● **WHAT IS NEEDED**
Render the entries below as a Markdown table with the columns Row and Line. Start at the beginning of the entries and stop after the line that has "(358, 89), (414, 177)", skipping blank lines and leaving out the pictures.

● **Rows of box annotation entries**
######

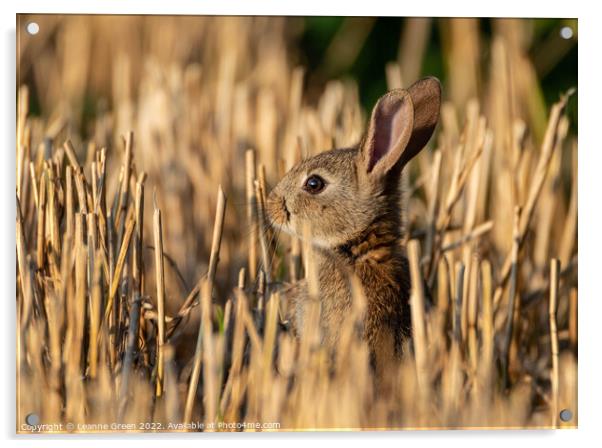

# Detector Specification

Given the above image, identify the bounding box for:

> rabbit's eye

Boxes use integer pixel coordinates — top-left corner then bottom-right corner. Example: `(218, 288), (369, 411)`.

(303, 174), (326, 194)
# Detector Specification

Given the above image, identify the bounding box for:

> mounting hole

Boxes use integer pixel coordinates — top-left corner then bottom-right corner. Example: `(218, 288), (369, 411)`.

(560, 26), (573, 40)
(560, 409), (573, 422)
(25, 413), (40, 426)
(25, 22), (40, 36)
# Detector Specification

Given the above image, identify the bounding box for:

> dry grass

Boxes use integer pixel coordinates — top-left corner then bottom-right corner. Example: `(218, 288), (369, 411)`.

(16, 16), (577, 432)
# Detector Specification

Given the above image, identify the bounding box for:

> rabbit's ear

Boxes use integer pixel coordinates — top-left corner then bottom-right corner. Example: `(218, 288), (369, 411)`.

(359, 77), (441, 177)
(400, 77), (441, 167)
(358, 89), (414, 177)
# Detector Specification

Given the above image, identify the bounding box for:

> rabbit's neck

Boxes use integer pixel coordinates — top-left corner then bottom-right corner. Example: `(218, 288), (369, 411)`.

(335, 214), (403, 266)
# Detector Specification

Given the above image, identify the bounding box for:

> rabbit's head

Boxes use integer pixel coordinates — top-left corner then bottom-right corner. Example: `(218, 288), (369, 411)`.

(267, 78), (441, 249)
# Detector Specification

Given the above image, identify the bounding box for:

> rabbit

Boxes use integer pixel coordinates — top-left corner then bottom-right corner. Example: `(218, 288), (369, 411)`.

(266, 77), (441, 375)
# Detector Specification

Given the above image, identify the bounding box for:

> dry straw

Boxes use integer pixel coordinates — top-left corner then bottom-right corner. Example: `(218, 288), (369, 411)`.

(16, 16), (578, 431)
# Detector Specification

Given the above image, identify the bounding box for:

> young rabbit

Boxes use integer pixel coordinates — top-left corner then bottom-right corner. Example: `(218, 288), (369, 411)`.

(266, 78), (441, 374)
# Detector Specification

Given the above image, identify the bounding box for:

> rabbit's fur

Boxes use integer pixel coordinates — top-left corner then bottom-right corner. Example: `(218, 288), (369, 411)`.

(267, 78), (441, 378)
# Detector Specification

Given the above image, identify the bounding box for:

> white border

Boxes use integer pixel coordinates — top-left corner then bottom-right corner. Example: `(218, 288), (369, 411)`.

(0, 0), (602, 448)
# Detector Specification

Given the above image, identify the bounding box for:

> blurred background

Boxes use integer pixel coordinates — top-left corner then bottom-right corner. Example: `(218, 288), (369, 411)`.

(18, 16), (578, 134)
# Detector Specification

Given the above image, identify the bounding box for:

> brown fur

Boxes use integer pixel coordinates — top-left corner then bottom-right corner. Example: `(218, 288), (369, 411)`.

(267, 78), (440, 376)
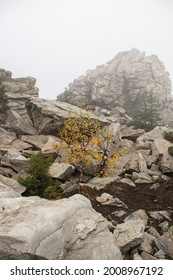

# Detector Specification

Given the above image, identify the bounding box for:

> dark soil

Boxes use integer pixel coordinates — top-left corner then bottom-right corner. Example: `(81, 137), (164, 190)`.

(80, 180), (173, 232)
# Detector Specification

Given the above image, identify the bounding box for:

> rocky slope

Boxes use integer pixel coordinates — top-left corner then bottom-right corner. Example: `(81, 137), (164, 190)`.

(0, 61), (173, 259)
(57, 49), (173, 125)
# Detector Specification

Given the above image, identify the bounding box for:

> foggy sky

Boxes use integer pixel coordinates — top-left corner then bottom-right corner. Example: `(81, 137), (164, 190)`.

(0, 0), (173, 99)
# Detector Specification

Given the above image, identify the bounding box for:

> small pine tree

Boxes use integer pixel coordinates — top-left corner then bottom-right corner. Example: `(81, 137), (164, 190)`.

(0, 82), (9, 114)
(129, 93), (161, 131)
(18, 152), (53, 196)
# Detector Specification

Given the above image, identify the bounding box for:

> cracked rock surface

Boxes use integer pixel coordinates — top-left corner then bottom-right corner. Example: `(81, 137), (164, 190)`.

(0, 195), (122, 259)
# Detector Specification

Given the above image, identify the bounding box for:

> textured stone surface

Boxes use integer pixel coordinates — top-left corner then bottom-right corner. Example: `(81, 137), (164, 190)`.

(0, 195), (122, 260)
(26, 98), (109, 135)
(0, 174), (26, 198)
(1, 148), (27, 172)
(152, 139), (173, 173)
(114, 220), (145, 253)
(57, 49), (172, 126)
(6, 111), (37, 135)
(49, 162), (75, 180)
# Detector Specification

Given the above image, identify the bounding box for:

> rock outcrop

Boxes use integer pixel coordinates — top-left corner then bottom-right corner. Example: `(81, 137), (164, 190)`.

(0, 195), (122, 260)
(0, 59), (173, 260)
(57, 49), (173, 126)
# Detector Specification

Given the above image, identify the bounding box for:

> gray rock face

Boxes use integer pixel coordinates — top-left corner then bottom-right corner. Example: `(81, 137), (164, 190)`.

(49, 162), (75, 180)
(6, 111), (37, 135)
(114, 220), (145, 253)
(0, 174), (26, 198)
(0, 69), (39, 125)
(26, 98), (109, 134)
(1, 148), (27, 172)
(0, 127), (17, 147)
(57, 49), (173, 126)
(0, 195), (122, 259)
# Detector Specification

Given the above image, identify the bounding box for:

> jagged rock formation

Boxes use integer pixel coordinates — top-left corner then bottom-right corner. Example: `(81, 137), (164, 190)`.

(0, 195), (122, 260)
(57, 49), (173, 123)
(0, 68), (173, 259)
(0, 69), (109, 135)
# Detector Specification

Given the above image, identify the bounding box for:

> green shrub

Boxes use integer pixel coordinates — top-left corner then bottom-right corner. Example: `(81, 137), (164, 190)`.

(168, 146), (173, 157)
(18, 152), (53, 196)
(164, 131), (173, 143)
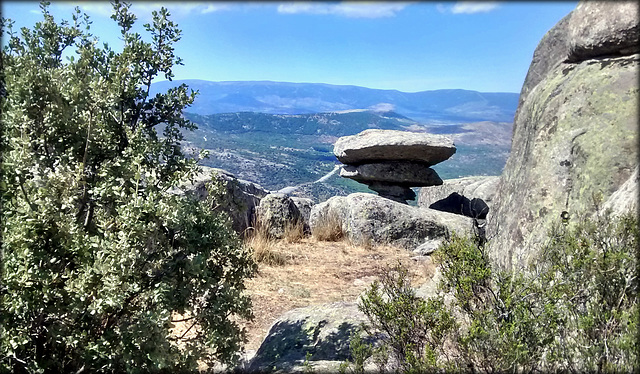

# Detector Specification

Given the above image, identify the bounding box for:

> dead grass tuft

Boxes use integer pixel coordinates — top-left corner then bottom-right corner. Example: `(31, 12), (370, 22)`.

(244, 224), (288, 266)
(283, 220), (304, 243)
(311, 212), (345, 242)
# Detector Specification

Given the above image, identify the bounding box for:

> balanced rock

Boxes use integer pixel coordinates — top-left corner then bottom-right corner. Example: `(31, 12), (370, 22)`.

(369, 182), (416, 204)
(333, 129), (456, 166)
(258, 193), (304, 239)
(418, 176), (500, 208)
(340, 161), (442, 187)
(309, 193), (473, 251)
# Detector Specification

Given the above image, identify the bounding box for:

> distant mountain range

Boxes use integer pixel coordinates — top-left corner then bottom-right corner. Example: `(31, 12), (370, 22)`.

(151, 80), (519, 123)
(184, 110), (511, 201)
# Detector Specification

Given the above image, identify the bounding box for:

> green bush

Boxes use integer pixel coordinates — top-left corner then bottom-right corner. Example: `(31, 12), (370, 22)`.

(352, 210), (640, 373)
(0, 2), (255, 373)
(350, 264), (456, 373)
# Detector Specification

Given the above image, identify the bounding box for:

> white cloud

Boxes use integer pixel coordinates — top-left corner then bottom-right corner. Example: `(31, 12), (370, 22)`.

(451, 1), (498, 14)
(278, 1), (410, 18)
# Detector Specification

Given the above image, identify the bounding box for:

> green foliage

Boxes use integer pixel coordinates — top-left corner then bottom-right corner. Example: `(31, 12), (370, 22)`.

(343, 214), (640, 373)
(351, 264), (456, 373)
(0, 2), (255, 373)
(535, 213), (640, 372)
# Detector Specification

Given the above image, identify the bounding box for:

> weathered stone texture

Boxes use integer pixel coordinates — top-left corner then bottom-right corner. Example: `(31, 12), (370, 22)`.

(488, 2), (639, 267)
(333, 129), (456, 166)
(310, 193), (473, 250)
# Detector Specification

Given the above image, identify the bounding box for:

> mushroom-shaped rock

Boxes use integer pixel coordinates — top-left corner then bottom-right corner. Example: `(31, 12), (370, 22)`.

(333, 129), (456, 166)
(340, 161), (442, 187)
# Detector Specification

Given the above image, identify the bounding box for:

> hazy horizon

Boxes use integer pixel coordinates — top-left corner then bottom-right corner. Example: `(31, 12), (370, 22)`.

(2, 1), (577, 93)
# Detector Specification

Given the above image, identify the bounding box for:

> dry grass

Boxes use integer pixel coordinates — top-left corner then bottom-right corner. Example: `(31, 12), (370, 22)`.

(283, 220), (305, 243)
(244, 237), (435, 350)
(244, 221), (304, 266)
(312, 209), (345, 242)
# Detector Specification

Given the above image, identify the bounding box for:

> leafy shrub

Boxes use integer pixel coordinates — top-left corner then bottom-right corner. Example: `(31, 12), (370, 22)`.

(343, 209), (640, 373)
(351, 264), (456, 373)
(0, 2), (255, 373)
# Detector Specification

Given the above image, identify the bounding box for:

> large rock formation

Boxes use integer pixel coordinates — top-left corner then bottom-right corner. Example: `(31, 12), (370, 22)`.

(333, 129), (456, 203)
(489, 2), (639, 267)
(245, 302), (367, 373)
(257, 193), (311, 239)
(418, 176), (500, 208)
(184, 166), (269, 234)
(333, 129), (456, 166)
(310, 193), (472, 250)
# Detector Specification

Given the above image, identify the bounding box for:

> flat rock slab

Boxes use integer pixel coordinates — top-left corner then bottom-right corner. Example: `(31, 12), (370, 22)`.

(340, 161), (442, 187)
(309, 193), (473, 251)
(333, 129), (456, 166)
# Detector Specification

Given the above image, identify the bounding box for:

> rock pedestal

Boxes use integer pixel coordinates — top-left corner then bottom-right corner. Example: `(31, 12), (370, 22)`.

(333, 129), (456, 204)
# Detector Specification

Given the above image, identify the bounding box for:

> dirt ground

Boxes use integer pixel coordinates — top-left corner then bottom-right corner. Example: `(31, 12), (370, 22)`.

(238, 238), (435, 351)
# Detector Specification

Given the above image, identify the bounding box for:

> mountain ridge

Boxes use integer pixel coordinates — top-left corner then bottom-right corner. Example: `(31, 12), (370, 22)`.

(150, 79), (519, 122)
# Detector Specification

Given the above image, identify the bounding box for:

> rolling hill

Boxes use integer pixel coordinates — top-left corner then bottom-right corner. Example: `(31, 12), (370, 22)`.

(151, 79), (519, 122)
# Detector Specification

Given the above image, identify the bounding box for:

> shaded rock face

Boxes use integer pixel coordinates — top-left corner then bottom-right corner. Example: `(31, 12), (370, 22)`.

(246, 302), (367, 373)
(309, 193), (472, 251)
(601, 166), (640, 216)
(418, 176), (500, 208)
(186, 166), (269, 234)
(488, 2), (639, 268)
(429, 192), (489, 220)
(257, 193), (310, 239)
(333, 129), (456, 204)
(291, 196), (314, 234)
(340, 161), (442, 187)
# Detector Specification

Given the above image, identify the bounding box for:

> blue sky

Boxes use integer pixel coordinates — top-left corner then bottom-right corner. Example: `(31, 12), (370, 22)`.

(2, 1), (577, 92)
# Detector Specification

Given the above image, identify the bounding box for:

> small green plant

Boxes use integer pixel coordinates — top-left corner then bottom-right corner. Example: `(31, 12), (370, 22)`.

(351, 263), (456, 373)
(302, 352), (316, 374)
(342, 214), (640, 373)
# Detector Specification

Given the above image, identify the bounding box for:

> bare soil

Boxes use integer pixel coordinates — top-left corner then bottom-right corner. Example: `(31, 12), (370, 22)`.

(238, 238), (435, 351)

######

● **EXERCISE ANSWER**
| Row | Line |
|---|---|
| 1 | # Detector Specification |
| 2 | Given the above image, identify the bounding box for: |
| 3 | > rabbit's eye |
| 4 | Boxes use integer pixel coordinates — top-left corner then bottom-right corner. Example: `(218, 288), (369, 411)`. |
| 5 | (303, 174), (326, 194) |
| 6 | # Detector Specification |
| 7 | Given the above image, identify the bounding box for: |
| 8 | > mounting hole |
| 9 | Boxes use integer pixel coordinates — top-left corner then bottom-right corner. Example: `(218, 288), (369, 411)`. |
| 10 | (560, 26), (573, 40) |
| 11 | (560, 409), (573, 422) |
| 12 | (25, 413), (40, 426) |
| 13 | (25, 22), (40, 36) |
| 14 | # Detector Specification |
| 15 | Given the above image, identify the bounding box for: |
| 16 | > dry grass |
| 17 | Boxes use integer pixel coordinates — top-left corner then bottom-right corner. Example: `(218, 288), (369, 411)`. |
| 18 | (16, 16), (577, 432) |
| 19 | # Detector Specification |
| 20 | Given the above image, identify the bounding box for: |
| 21 | > rabbit's ear |
| 22 | Boxes use integer pixel coordinates — top-left corner then bottom-right corner. Example: `(218, 288), (369, 411)`. |
| 23 | (359, 77), (441, 177) |
| 24 | (400, 77), (441, 167) |
| 25 | (358, 89), (414, 177) |